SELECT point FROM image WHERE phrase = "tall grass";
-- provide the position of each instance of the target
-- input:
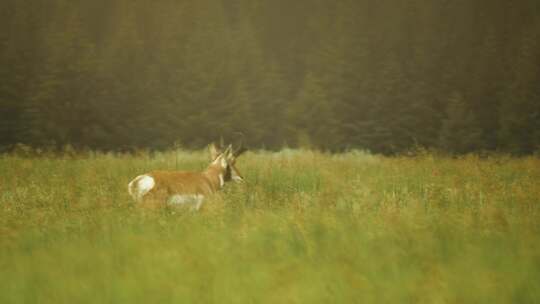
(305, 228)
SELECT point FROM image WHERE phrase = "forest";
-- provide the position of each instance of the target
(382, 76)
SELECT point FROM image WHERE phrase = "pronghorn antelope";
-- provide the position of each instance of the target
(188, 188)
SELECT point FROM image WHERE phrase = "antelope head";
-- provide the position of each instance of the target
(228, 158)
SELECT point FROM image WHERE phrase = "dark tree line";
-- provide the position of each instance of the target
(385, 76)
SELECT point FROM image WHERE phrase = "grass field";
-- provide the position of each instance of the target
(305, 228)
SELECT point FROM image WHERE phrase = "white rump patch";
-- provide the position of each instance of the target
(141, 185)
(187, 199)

☆ ☆ ☆

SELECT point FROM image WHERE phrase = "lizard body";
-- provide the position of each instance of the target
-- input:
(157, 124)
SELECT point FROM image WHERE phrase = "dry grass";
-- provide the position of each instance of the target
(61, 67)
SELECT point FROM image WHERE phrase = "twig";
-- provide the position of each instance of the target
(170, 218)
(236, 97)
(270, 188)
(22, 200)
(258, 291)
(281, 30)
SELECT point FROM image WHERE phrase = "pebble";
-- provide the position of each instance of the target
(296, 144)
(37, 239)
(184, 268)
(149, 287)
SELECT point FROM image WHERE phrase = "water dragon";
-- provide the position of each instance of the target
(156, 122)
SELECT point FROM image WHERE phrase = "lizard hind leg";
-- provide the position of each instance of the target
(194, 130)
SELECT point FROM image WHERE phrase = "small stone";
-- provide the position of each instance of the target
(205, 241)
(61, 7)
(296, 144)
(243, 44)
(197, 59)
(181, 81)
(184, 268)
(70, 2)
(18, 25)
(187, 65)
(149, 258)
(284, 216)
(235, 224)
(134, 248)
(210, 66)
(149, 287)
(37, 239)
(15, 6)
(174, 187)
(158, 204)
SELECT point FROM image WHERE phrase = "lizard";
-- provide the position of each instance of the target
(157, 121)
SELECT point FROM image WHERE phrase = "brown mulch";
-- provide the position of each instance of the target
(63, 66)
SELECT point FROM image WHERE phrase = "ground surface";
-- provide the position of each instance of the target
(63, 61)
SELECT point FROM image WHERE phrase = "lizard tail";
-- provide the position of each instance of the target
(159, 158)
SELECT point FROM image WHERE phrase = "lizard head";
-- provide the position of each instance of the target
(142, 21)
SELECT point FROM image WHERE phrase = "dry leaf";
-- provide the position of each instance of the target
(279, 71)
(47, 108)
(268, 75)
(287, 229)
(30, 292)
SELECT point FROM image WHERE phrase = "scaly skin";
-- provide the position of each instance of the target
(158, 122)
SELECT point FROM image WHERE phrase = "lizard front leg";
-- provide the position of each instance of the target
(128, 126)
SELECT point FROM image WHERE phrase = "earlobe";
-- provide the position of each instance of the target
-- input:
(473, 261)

☆ ☆ ☆

Return every line from the entries above that contains the string "grass".

SELECT point FROM image WHERE phrase = "tall grass";
SELECT point FROM image WHERE phrase = "grass field";
SELECT point FROM image WHERE phrase = "dry grass";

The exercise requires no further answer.